ЗАДАНИЯ К ВЫПОЛНЕНИЮ:
A. Как называется первый раздел книги Кабанова, судя по рецензии на неё?
B. Допишите рецензию на книгу Александра Кабанова, начав сразу после её последнего предложения.

(о книге Александра Кабанова)
Опубликовано в журнале Homo Legens, номер 2, 2014
Александр Кабанов. «Волхвы в планетарии. Избранные и
новые стихи». Харьков: «Фолио», 2014 -542 с.
Поэту Александру
Кабанову сорок пять. Как утверждают психологи, это возраст подведения предварительных
итогов: вроде бы о конечных результатах говорить рано, но вместе с тем, сделано
столько, что невольно просится на карандаш. Новая книга киевлянина Александра
Кабанова – и есть та самая попытка «посчитать цыплят». Четыре больших раздела
представляют стихи в обратной перспективе – от новейших текстов 2014-го года
(«I. Толкователь спамов») к первым, написанным в 1989-1994-х («IV. Айловьюга»). Между ними расположились стихи 2007 – 2011
(«II. Смерть боится щекотки» и 2002 – 2006 годов («III. Из перехваченного
письма»). В такой композиции, конечно, есть своя, особая логика. Поместив
новейшие стихи в начало, Кабанов поставил себя и читателя «на табуретку»
сегодняшнего дня, дав в полной мере прочувствовать состояние бифуркации,
которое мы в очередной раз переживаем. Вопрос гражданской, если так можно
сказать, идентичности вновь становится вопросом вопросов, в какой-то мере
определяя идентичность поэтическую. Строчка Кабанова «Для поэта Украина –
государство» – может служить своеобразным идентификационным кодом.

ЗАПИСИ НАБОРА ДАННЫХ:

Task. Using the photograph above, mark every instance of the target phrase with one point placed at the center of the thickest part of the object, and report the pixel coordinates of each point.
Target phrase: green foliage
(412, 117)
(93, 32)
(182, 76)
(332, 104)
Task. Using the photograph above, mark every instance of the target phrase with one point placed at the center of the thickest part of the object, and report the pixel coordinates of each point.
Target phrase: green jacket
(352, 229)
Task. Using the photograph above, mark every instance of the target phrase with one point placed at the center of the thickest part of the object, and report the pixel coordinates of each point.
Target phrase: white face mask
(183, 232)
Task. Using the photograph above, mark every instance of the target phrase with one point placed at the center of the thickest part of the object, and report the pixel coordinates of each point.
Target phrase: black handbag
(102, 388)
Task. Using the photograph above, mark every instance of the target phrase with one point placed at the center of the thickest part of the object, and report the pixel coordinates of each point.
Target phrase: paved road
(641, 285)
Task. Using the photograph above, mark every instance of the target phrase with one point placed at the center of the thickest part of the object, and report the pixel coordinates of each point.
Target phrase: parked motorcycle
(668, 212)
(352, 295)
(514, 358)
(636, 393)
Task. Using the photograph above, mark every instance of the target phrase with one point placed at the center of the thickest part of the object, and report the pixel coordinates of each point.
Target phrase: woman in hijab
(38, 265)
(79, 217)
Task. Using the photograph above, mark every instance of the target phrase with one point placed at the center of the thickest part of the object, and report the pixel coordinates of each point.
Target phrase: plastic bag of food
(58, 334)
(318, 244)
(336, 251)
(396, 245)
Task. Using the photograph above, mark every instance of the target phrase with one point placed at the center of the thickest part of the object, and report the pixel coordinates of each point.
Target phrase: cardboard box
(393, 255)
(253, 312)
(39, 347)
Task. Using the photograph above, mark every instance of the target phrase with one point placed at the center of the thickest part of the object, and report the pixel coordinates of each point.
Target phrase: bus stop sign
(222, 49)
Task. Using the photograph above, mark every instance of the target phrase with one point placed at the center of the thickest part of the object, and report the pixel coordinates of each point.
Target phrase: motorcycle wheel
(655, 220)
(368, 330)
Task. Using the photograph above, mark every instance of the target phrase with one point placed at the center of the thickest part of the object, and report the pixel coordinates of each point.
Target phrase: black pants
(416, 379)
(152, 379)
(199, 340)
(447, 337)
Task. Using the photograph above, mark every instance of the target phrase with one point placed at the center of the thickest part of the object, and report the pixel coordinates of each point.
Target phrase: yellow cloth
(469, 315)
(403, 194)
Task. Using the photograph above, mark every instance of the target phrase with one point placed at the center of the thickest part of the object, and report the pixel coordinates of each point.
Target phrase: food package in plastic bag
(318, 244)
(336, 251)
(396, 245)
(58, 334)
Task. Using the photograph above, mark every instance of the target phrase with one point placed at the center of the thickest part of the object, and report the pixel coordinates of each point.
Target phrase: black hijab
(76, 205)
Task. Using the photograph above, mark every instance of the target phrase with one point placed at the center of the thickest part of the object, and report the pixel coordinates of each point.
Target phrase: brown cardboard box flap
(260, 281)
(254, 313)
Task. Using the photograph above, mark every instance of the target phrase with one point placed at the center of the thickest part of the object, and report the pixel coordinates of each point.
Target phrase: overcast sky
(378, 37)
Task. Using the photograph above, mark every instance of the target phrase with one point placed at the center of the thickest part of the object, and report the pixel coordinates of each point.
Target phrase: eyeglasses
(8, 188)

ВЫПОЛНЕННЫЕ ЗАДАНИЯ:
A. «Толкователь спамов».

B.
Его новая книга,
подводящая своеобразный предварительный итог творческих поисков, – история
«болезни» поколения сорокапятилетних, строивших свою идентичность в разломах
истории и географии в 1990-х, и переживающих новую перекройку только-только ставшим
привычным мира сегодня; поколения, успевшего пережить опьянение надеждой на
свободу и расставание с иллюзиями юности.
Сегодня невнятное
когда-то будущее обернулось вернувшимся прошлым, обретя знакомые очертания
«обширной резервации».
Резервация наша
обширна, колодцы – производят лечебную грязь,
где теперь
пограничники – первопроходцы, почему не выходят на связь?
Заплутали одни –
под Парижем и Кельном, а другие – вошли в Мозамбик,
и отныне звучит с
придыханьем вольным, в каждом варваре – русский язык.
Так заботливый
псарь, улучшая породу, в милосердии топит щенят,
так причудливо –
рабство впадает в свободу, а кого обвинят:
государственный
строй, что дурным воспитаньем – развратил молодежь,
иудеев, торгующих
детским питаньем, диссидентский галдеж,
брадобрея-тирана,
чиновников-татей, рифмачей от сохи:
чем презреннее
вождь, тем поэт – мелковатей, и понятней стихи.
Не дано нам,
товарищ, погибнуть геройски, и не скинуть ярмо:
всяк, рожденный в
Бобруйске – умрет в Геморойске, будет пухом – дерьмо.
(«Шишиа»)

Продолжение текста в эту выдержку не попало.